- ENTRIES SUPPLIED -
_____
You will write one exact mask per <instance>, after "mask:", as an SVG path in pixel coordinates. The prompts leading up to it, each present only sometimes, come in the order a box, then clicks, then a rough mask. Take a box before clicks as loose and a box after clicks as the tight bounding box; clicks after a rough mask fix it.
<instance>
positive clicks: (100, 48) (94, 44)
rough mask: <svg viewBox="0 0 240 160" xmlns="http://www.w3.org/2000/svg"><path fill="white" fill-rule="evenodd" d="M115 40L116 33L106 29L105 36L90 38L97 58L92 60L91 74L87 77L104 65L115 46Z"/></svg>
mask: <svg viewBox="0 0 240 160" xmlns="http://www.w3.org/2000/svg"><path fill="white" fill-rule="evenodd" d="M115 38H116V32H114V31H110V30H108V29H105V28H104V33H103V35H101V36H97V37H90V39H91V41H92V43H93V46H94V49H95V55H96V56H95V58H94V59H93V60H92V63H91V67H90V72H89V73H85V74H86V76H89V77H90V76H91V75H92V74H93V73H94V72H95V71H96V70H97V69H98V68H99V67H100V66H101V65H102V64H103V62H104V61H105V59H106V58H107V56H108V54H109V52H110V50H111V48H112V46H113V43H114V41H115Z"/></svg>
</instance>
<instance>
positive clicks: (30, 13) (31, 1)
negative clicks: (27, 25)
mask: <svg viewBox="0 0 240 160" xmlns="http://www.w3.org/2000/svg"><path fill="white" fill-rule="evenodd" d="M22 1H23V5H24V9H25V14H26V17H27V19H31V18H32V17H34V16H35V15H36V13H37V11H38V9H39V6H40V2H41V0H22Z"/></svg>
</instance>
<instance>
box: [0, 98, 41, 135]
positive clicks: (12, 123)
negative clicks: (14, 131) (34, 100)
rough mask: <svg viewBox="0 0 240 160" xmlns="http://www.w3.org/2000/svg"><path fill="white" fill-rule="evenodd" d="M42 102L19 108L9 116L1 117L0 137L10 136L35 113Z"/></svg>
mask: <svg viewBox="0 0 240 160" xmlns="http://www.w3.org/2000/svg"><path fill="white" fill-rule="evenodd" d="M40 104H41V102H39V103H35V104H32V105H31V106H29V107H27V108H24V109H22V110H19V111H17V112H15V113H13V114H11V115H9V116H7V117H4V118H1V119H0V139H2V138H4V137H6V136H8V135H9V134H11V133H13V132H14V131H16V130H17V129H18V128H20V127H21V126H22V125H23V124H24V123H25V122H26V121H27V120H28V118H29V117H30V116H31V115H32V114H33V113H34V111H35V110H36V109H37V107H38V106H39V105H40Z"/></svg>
_____
- PROBLEM -
Please count the lines in the entries above that contain the string "evenodd", treating case as significant, and give only the number.

- RESPONSE AREA -
5